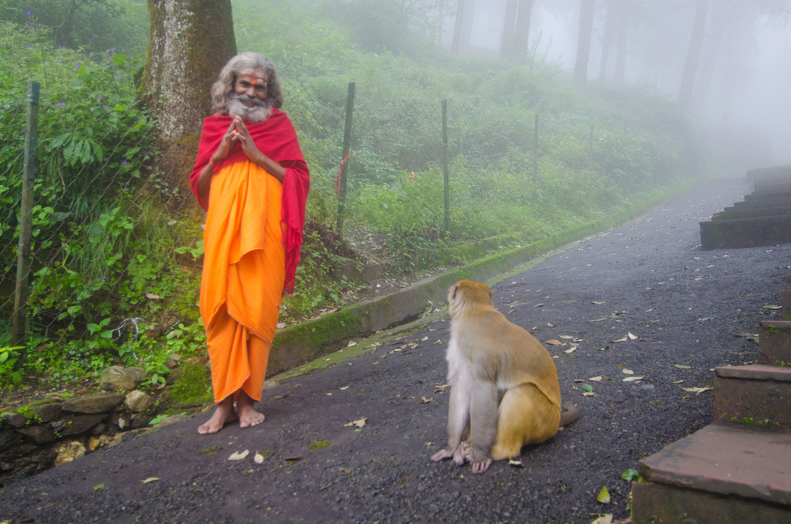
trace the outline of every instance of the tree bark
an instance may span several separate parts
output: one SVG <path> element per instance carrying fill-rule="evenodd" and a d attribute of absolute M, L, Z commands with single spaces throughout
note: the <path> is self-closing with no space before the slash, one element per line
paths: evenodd
<path fill-rule="evenodd" d="M 619 0 L 618 4 L 618 54 L 615 55 L 615 73 L 612 81 L 616 85 L 623 85 L 626 71 L 629 6 L 626 0 Z"/>
<path fill-rule="evenodd" d="M 507 0 L 505 3 L 505 17 L 502 22 L 502 39 L 500 44 L 500 58 L 511 55 L 513 49 L 513 32 L 517 28 L 517 9 L 519 0 Z"/>
<path fill-rule="evenodd" d="M 601 63 L 599 64 L 599 82 L 607 78 L 607 59 L 610 46 L 612 44 L 612 28 L 615 23 L 615 7 L 613 0 L 607 2 L 607 13 L 604 17 L 604 37 L 601 44 Z"/>
<path fill-rule="evenodd" d="M 692 88 L 694 86 L 695 73 L 700 61 L 700 51 L 703 48 L 703 32 L 706 29 L 706 18 L 709 11 L 709 0 L 698 0 L 694 11 L 694 22 L 692 25 L 692 37 L 690 39 L 689 50 L 687 51 L 687 63 L 684 74 L 681 78 L 681 90 L 679 92 L 679 106 L 686 112 L 689 111 L 692 100 Z"/>
<path fill-rule="evenodd" d="M 580 32 L 577 40 L 577 60 L 574 63 L 574 83 L 577 85 L 585 85 L 588 82 L 588 61 L 590 59 L 595 7 L 596 0 L 581 0 L 580 2 Z"/>
<path fill-rule="evenodd" d="M 519 0 L 517 9 L 517 27 L 513 35 L 513 55 L 517 63 L 524 65 L 530 53 L 530 15 L 533 0 Z"/>
<path fill-rule="evenodd" d="M 160 169 L 185 188 L 210 91 L 237 54 L 230 0 L 148 0 L 151 37 L 142 98 L 159 119 Z"/>

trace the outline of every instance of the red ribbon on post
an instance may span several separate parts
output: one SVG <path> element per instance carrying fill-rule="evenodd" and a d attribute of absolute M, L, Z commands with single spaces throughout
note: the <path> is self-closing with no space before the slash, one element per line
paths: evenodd
<path fill-rule="evenodd" d="M 335 195 L 341 194 L 341 175 L 343 173 L 343 165 L 346 164 L 346 161 L 349 160 L 349 155 L 352 154 L 352 151 L 346 153 L 346 156 L 341 161 L 341 163 L 338 165 L 338 176 L 335 177 Z"/>

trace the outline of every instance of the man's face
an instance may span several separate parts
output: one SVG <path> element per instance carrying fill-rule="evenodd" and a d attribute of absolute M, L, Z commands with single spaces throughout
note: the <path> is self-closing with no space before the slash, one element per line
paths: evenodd
<path fill-rule="evenodd" d="M 267 77 L 260 69 L 242 71 L 237 77 L 233 89 L 237 94 L 247 95 L 248 100 L 244 97 L 240 100 L 248 107 L 252 107 L 255 105 L 252 99 L 264 100 L 267 97 Z"/>

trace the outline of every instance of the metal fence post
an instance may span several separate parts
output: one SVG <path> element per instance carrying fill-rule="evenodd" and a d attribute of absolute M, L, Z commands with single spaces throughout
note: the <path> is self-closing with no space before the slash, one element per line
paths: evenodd
<path fill-rule="evenodd" d="M 533 203 L 538 198 L 539 188 L 539 114 L 536 113 L 536 130 L 533 131 Z"/>
<path fill-rule="evenodd" d="M 25 342 L 28 279 L 30 276 L 30 238 L 33 222 L 33 184 L 36 182 L 36 146 L 38 145 L 39 92 L 37 82 L 28 84 L 28 109 L 25 122 L 25 158 L 22 164 L 22 198 L 19 213 L 19 245 L 17 249 L 17 287 L 13 294 L 12 346 Z"/>
<path fill-rule="evenodd" d="M 349 173 L 349 161 L 346 155 L 351 149 L 351 119 L 354 111 L 354 82 L 349 82 L 349 94 L 346 95 L 346 121 L 343 129 L 343 154 L 341 167 L 340 199 L 338 203 L 338 237 L 343 238 L 343 215 L 346 215 L 346 175 Z"/>
<path fill-rule="evenodd" d="M 442 180 L 445 184 L 445 233 L 450 233 L 450 170 L 448 167 L 448 99 L 442 101 Z"/>

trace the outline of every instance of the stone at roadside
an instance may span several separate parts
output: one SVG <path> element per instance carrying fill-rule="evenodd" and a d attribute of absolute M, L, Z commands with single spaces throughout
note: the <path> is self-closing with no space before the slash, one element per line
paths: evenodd
<path fill-rule="evenodd" d="M 32 439 L 36 444 L 45 444 L 55 440 L 55 431 L 46 426 L 29 426 L 21 427 L 17 431 Z"/>
<path fill-rule="evenodd" d="M 63 404 L 62 402 L 49 402 L 32 406 L 32 408 L 41 422 L 49 422 L 54 420 L 60 415 L 60 412 L 63 411 Z"/>
<path fill-rule="evenodd" d="M 99 393 L 73 398 L 63 403 L 63 410 L 74 413 L 102 413 L 115 407 L 123 400 L 118 393 Z"/>
<path fill-rule="evenodd" d="M 80 442 L 77 441 L 64 442 L 58 448 L 58 456 L 55 457 L 55 466 L 62 465 L 85 454 L 85 447 Z"/>
<path fill-rule="evenodd" d="M 25 427 L 25 425 L 30 420 L 28 417 L 22 416 L 19 413 L 14 413 L 13 412 L 6 412 L 3 413 L 3 416 L 6 417 L 6 422 L 10 424 L 12 427 Z"/>
<path fill-rule="evenodd" d="M 104 416 L 104 415 L 75 415 L 66 419 L 65 420 L 62 420 L 62 422 L 65 422 L 65 423 L 62 426 L 62 429 L 56 431 L 58 431 L 60 435 L 64 437 L 70 435 L 83 433 L 101 422 Z M 53 425 L 53 429 L 55 427 Z"/>
<path fill-rule="evenodd" d="M 127 407 L 133 413 L 148 411 L 153 407 L 156 401 L 153 400 L 153 397 L 146 395 L 138 389 L 135 389 L 127 395 Z"/>
<path fill-rule="evenodd" d="M 145 413 L 137 413 L 132 415 L 132 419 L 130 420 L 130 427 L 132 429 L 138 429 L 140 427 L 148 427 L 148 423 L 151 422 L 153 417 L 150 415 L 146 415 Z"/>
<path fill-rule="evenodd" d="M 108 391 L 123 389 L 131 391 L 146 378 L 146 370 L 142 367 L 121 367 L 111 366 L 102 371 L 99 388 Z"/>

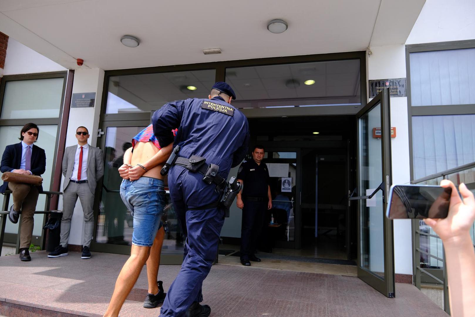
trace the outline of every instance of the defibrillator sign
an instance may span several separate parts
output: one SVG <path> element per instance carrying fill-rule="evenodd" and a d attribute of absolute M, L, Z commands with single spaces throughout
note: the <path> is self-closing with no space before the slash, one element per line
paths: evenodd
<path fill-rule="evenodd" d="M 203 109 L 207 109 L 209 110 L 220 112 L 222 114 L 228 115 L 231 116 L 234 115 L 234 109 L 231 107 L 224 106 L 224 105 L 215 104 L 214 102 L 207 101 L 207 100 L 203 101 L 203 103 L 201 104 L 201 108 Z"/>

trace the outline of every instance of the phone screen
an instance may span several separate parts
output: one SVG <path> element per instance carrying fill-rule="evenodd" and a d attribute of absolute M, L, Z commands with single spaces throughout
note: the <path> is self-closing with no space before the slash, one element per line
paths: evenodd
<path fill-rule="evenodd" d="M 386 216 L 390 219 L 445 218 L 452 188 L 428 185 L 394 185 Z"/>

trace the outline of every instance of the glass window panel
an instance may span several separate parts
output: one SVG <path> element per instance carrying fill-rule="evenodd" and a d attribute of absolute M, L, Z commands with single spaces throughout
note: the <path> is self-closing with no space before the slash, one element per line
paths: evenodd
<path fill-rule="evenodd" d="M 7 145 L 20 142 L 18 137 L 20 135 L 20 131 L 22 127 L 22 126 L 20 125 L 0 126 L 0 135 L 2 136 L 0 139 L 0 151 L 2 154 L 5 152 L 5 148 Z M 39 134 L 38 136 L 38 141 L 35 144 L 44 149 L 46 154 L 46 170 L 41 177 L 43 177 L 43 189 L 45 191 L 49 191 L 51 181 L 57 125 L 38 125 L 38 127 L 39 128 Z M 0 173 L 0 175 L 1 175 L 1 173 Z M 10 200 L 10 202 L 12 202 L 11 196 Z M 46 195 L 40 194 L 38 197 L 36 210 L 44 210 L 46 202 Z M 35 225 L 33 231 L 34 236 L 41 235 L 43 217 L 43 215 L 35 215 L 34 216 Z M 7 233 L 16 234 L 18 232 L 18 223 L 14 224 L 10 221 L 7 221 L 5 232 Z M 31 242 L 34 244 L 39 243 L 39 241 L 34 240 Z"/>
<path fill-rule="evenodd" d="M 361 104 L 360 60 L 228 68 L 239 108 Z M 308 85 L 310 84 L 310 85 Z"/>
<path fill-rule="evenodd" d="M 7 81 L 0 118 L 59 117 L 64 82 L 62 77 Z"/>
<path fill-rule="evenodd" d="M 374 127 L 381 126 L 381 105 L 378 105 L 360 119 L 360 154 L 359 196 L 374 191 L 381 183 L 382 155 L 381 140 L 373 137 Z M 360 207 L 361 265 L 379 276 L 384 276 L 383 195 L 378 191 L 374 203 L 359 201 Z"/>
<path fill-rule="evenodd" d="M 412 117 L 414 178 L 475 161 L 475 115 Z"/>
<path fill-rule="evenodd" d="M 128 245 L 132 244 L 133 219 L 120 197 L 122 178 L 119 175 L 117 168 L 124 162 L 124 153 L 132 146 L 130 141 L 132 138 L 145 127 L 109 127 L 106 130 L 104 182 L 96 238 L 98 242 Z M 167 204 L 163 211 L 162 221 L 166 232 L 162 253 L 182 254 L 183 235 L 171 202 Z"/>
<path fill-rule="evenodd" d="M 411 53 L 411 105 L 475 104 L 475 48 Z"/>
<path fill-rule="evenodd" d="M 105 113 L 149 112 L 167 102 L 207 98 L 216 79 L 214 69 L 112 76 Z M 195 90 L 187 87 L 194 87 Z"/>

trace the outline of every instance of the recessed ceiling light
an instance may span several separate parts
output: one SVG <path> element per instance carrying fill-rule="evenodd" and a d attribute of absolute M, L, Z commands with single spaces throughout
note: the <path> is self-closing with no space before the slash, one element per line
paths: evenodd
<path fill-rule="evenodd" d="M 276 19 L 267 23 L 267 29 L 274 33 L 285 32 L 288 25 L 287 22 L 280 19 Z"/>
<path fill-rule="evenodd" d="M 203 54 L 209 55 L 210 54 L 221 54 L 221 48 L 207 48 L 203 50 Z"/>
<path fill-rule="evenodd" d="M 120 41 L 128 48 L 136 48 L 140 43 L 140 40 L 132 35 L 124 35 L 120 38 Z"/>

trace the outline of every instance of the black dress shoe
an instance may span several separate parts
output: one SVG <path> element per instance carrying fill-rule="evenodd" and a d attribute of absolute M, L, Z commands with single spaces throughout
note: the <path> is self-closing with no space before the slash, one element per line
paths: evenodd
<path fill-rule="evenodd" d="M 23 249 L 20 251 L 20 261 L 31 261 L 31 257 L 29 256 L 29 251 L 28 249 Z"/>
<path fill-rule="evenodd" d="M 253 255 L 253 256 L 251 256 L 249 257 L 249 259 L 251 260 L 251 261 L 253 261 L 254 262 L 260 262 L 261 261 L 261 259 L 259 259 L 259 258 L 257 258 L 255 255 Z"/>
<path fill-rule="evenodd" d="M 251 266 L 251 262 L 249 261 L 249 260 L 241 260 L 241 264 L 244 266 Z"/>
<path fill-rule="evenodd" d="M 10 207 L 10 213 L 8 214 L 8 219 L 13 223 L 18 222 L 18 219 L 20 218 L 20 213 L 15 210 L 13 210 L 13 205 Z"/>
<path fill-rule="evenodd" d="M 211 314 L 211 307 L 208 305 L 200 305 L 198 302 L 193 302 L 186 310 L 186 317 L 208 317 Z"/>

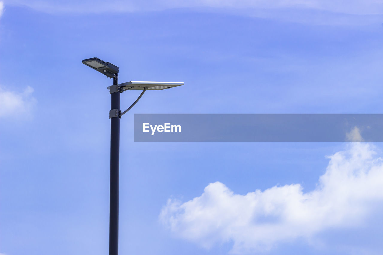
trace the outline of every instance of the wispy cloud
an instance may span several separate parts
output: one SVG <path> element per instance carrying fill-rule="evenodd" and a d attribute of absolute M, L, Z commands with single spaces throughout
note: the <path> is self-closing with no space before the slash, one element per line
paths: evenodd
<path fill-rule="evenodd" d="M 159 10 L 179 8 L 214 8 L 234 9 L 299 8 L 317 10 L 357 15 L 383 14 L 383 3 L 375 0 L 357 0 L 345 3 L 341 0 L 112 0 L 106 4 L 100 0 L 8 0 L 11 5 L 24 5 L 48 12 L 74 13 L 126 12 Z"/>
<path fill-rule="evenodd" d="M 349 142 L 363 142 L 364 141 L 360 134 L 360 130 L 358 127 L 354 127 L 351 131 L 346 133 L 346 139 Z"/>
<path fill-rule="evenodd" d="M 0 118 L 17 118 L 31 113 L 36 103 L 32 94 L 33 89 L 28 86 L 23 91 L 6 90 L 0 87 Z"/>
<path fill-rule="evenodd" d="M 246 195 L 212 183 L 182 203 L 170 199 L 159 216 L 177 236 L 208 248 L 229 241 L 237 254 L 264 251 L 334 228 L 357 227 L 383 201 L 383 162 L 371 144 L 351 143 L 329 157 L 316 188 L 299 184 Z"/>

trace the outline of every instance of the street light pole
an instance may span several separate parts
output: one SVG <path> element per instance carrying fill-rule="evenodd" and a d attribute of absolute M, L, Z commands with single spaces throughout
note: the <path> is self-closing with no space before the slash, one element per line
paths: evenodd
<path fill-rule="evenodd" d="M 118 254 L 118 186 L 119 175 L 119 119 L 134 106 L 147 90 L 162 90 L 183 85 L 183 82 L 132 81 L 118 84 L 118 67 L 97 57 L 84 59 L 82 63 L 104 75 L 113 78 L 108 87 L 111 96 L 110 194 L 109 204 L 109 255 Z M 142 90 L 134 102 L 122 113 L 120 94 L 129 90 Z"/>
<path fill-rule="evenodd" d="M 118 84 L 118 74 L 113 85 Z M 111 110 L 120 110 L 120 93 L 111 93 Z M 118 254 L 118 191 L 119 175 L 119 120 L 121 115 L 110 118 L 110 194 L 109 207 L 109 255 Z"/>

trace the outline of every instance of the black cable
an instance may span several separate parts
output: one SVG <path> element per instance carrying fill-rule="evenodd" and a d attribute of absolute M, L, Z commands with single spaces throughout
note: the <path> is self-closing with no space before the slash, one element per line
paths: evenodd
<path fill-rule="evenodd" d="M 132 107 L 133 107 L 133 106 L 134 106 L 134 105 L 135 105 L 136 103 L 137 103 L 137 102 L 138 102 L 138 100 L 140 100 L 140 98 L 141 98 L 141 97 L 142 96 L 142 95 L 144 95 L 144 93 L 146 91 L 146 88 L 144 88 L 144 91 L 142 92 L 141 93 L 141 95 L 140 95 L 138 96 L 138 97 L 137 98 L 137 99 L 135 101 L 134 101 L 134 102 L 133 103 L 133 104 L 131 105 L 129 107 L 129 108 L 128 108 L 128 109 L 127 109 L 126 110 L 125 110 L 125 111 L 124 111 L 123 113 L 121 113 L 121 116 L 122 116 L 123 115 L 124 115 L 124 114 L 125 114 L 125 113 L 126 113 L 127 112 L 128 112 L 128 111 L 129 111 L 130 109 L 132 109 Z"/>

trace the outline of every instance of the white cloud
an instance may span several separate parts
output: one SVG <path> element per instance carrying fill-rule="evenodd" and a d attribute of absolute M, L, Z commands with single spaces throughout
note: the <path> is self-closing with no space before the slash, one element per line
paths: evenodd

_ _ _ _ _ _ _

• _Exercise prompt_: Copy exactly, word for word, the line with "trace the outline of every instance of the white" through the final line of the listing.

• _Exercise output_:
trace the outline of every instance of the white cloud
an instance may span several separate parts
output: one SVG <path> element per instance carrying fill-rule="evenodd" and a d attribute of absolute M, L, Z commands with single spaces throughout
note: the <path> is self-closing with no space before the slash, one element per line
paths: evenodd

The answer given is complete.